§ Exercise: Copy out exactly each line from the line with "of the lace" through the last line of the material below.

§ Supplied material:
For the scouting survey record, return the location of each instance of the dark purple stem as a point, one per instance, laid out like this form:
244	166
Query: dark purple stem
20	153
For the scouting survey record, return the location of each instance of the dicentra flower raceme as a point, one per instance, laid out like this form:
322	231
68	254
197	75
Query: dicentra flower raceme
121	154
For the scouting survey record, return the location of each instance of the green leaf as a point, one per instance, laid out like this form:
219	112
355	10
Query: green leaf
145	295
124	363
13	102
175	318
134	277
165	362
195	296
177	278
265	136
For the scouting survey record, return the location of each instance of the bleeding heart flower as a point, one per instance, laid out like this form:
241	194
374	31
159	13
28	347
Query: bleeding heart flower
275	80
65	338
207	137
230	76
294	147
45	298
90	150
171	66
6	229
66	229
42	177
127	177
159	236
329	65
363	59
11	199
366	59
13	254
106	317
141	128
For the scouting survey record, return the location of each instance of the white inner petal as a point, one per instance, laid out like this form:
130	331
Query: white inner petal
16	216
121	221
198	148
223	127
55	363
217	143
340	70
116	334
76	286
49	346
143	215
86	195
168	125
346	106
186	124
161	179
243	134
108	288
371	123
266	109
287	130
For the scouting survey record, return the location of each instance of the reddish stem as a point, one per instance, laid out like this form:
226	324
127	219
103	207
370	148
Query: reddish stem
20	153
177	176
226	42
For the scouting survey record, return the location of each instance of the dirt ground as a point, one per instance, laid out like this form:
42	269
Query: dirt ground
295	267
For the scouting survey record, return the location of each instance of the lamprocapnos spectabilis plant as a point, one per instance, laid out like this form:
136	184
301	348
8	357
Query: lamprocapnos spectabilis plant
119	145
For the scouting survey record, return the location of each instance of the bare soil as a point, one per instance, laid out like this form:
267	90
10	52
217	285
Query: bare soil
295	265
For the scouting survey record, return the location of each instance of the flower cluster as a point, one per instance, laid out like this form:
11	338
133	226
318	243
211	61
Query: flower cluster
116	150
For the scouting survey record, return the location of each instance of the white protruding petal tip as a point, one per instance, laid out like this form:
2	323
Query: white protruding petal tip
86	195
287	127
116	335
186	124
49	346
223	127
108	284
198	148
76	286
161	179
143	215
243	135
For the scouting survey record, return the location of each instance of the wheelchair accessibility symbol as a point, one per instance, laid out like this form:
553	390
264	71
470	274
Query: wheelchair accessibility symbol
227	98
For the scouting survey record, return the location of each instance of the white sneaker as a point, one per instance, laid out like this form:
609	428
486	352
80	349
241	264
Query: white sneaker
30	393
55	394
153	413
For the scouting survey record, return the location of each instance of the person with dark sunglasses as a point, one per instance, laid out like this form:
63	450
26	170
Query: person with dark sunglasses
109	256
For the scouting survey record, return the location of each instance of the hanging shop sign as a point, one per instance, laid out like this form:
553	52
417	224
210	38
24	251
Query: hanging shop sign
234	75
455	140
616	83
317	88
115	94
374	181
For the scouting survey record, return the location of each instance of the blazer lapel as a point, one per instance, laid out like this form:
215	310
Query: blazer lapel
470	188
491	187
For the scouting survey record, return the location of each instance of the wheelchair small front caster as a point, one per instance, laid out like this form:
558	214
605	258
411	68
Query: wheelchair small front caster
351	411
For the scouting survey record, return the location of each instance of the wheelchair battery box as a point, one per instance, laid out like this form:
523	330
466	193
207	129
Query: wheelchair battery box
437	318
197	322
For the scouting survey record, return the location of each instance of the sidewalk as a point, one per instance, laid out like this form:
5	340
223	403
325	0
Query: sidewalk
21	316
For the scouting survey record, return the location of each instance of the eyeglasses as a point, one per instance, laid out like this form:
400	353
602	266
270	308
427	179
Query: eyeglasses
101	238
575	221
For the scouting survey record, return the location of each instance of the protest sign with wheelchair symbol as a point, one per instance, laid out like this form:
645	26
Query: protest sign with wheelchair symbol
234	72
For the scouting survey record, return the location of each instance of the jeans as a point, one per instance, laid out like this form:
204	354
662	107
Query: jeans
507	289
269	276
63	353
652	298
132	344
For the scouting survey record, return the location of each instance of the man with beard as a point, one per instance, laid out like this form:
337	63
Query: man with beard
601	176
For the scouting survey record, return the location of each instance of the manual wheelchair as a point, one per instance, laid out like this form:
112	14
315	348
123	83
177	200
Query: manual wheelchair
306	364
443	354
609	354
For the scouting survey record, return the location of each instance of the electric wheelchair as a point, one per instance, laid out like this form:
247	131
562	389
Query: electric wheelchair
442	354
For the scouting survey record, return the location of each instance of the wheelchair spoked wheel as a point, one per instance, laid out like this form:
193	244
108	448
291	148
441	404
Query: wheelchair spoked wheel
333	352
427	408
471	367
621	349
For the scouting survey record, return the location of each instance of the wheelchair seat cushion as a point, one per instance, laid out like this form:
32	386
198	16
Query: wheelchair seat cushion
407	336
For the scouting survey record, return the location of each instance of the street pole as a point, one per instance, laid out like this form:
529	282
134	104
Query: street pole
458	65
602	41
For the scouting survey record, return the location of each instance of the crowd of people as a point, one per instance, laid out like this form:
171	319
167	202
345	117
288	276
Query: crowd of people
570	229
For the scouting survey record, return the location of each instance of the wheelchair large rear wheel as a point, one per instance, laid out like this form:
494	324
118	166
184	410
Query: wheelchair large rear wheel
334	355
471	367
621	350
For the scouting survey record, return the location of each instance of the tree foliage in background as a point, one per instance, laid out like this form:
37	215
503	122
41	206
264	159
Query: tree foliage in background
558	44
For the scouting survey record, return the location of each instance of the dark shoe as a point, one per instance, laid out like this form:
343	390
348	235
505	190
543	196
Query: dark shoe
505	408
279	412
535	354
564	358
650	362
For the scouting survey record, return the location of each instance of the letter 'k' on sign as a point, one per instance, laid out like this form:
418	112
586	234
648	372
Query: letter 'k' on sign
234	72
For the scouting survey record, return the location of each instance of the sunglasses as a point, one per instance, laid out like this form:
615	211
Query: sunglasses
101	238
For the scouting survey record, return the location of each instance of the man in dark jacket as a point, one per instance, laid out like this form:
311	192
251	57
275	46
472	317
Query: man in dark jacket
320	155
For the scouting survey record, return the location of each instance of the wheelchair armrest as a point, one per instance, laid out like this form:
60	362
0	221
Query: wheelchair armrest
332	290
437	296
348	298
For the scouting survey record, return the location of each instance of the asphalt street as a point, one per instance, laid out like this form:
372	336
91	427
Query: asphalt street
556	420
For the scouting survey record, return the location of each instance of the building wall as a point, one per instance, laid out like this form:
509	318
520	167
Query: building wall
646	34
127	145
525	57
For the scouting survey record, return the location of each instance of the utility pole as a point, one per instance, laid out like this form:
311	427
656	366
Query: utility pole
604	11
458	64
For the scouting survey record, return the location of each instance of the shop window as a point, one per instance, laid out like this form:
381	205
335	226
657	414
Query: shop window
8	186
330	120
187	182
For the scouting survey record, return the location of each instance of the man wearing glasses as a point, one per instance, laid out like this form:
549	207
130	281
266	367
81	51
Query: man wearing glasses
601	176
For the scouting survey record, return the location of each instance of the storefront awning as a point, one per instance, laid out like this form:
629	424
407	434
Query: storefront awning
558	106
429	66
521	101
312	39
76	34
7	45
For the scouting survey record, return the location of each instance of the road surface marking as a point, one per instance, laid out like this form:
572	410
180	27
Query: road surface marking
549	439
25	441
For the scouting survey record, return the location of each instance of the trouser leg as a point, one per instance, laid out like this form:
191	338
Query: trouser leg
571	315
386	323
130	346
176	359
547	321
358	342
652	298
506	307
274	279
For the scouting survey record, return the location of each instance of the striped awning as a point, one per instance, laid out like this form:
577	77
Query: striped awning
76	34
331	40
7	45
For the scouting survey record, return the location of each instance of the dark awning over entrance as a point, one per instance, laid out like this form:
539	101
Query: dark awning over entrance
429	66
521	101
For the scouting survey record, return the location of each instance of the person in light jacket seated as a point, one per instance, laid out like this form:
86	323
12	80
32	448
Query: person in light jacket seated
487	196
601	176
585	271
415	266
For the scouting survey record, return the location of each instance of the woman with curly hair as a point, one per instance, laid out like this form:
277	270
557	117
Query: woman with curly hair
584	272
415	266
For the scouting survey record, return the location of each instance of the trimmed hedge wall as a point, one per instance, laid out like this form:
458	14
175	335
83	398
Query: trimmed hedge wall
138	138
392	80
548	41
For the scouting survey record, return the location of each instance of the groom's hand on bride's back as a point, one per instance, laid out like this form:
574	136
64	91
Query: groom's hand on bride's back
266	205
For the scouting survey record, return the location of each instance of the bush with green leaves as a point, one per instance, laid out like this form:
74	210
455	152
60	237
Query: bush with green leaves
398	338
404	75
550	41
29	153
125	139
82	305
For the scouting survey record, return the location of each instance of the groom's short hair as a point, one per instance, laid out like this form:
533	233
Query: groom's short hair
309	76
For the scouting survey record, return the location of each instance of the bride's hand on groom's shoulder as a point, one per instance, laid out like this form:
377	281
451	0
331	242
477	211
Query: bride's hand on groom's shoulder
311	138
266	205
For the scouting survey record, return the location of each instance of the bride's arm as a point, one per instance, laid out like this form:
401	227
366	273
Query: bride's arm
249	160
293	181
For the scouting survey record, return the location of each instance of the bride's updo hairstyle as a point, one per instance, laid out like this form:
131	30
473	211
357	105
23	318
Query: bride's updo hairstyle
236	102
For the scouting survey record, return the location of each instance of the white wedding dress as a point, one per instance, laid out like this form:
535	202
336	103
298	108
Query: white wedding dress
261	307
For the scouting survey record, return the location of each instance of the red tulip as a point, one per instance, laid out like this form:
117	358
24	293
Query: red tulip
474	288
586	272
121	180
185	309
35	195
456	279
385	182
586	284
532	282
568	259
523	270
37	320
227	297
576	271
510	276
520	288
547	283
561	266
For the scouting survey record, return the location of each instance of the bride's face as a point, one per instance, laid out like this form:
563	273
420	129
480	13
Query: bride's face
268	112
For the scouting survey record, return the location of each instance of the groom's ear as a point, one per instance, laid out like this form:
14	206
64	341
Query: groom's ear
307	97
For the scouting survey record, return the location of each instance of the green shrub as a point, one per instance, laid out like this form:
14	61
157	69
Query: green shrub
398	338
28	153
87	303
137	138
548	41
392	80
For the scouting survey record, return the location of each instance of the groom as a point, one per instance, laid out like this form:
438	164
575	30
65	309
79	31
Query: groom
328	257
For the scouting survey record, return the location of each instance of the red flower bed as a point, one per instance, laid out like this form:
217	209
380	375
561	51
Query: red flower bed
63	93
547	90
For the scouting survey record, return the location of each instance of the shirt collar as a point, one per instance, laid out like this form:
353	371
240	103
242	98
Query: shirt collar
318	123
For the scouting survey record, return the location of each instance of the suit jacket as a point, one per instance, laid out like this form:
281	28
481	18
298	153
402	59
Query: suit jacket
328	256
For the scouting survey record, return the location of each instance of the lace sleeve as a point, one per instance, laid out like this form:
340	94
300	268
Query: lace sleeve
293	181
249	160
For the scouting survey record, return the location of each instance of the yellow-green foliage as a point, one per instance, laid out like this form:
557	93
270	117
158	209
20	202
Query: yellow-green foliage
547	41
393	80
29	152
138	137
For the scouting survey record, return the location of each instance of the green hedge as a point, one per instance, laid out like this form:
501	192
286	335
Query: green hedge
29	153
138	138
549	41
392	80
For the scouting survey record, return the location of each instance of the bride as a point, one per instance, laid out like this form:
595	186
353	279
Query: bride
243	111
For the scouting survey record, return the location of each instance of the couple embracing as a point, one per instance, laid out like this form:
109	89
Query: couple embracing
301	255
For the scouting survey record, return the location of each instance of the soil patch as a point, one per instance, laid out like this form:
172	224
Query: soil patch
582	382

§ Task solution:
For the scouting survey record, return the location of each instance of the lace sleeve as a point, one per instance, laid out like this form:
340	94
300	268
Query: lace sleeve
293	181
249	160
For the scouting survey record, return the location of each instance of the yellow-green foliage as a point, one per instance, laid out like this form:
557	93
270	117
158	209
20	202
Query: yellow-green foliage
547	41
393	80
29	152
138	137
For the scouting survey record, return the location of each instance of the green hedge as a point, one per instance, laid out like this form:
501	192
286	335
Query: green hedge
29	153
138	138
549	41
392	80
For the scouting survey record, return the location of each instance of the bride as a point, one per instance, laid out like this form:
595	186
353	279
Query: bride
243	111
For the scouting survey record, return the location of each instance of the couple embracing as a point, one per instance, laid out like this form:
109	89
Query: couple embracing
301	255
For the scouting survey record, return the location of each instance of the soil patch as a point, one per instance, laid out like this form:
172	224
Query: soil patch
582	382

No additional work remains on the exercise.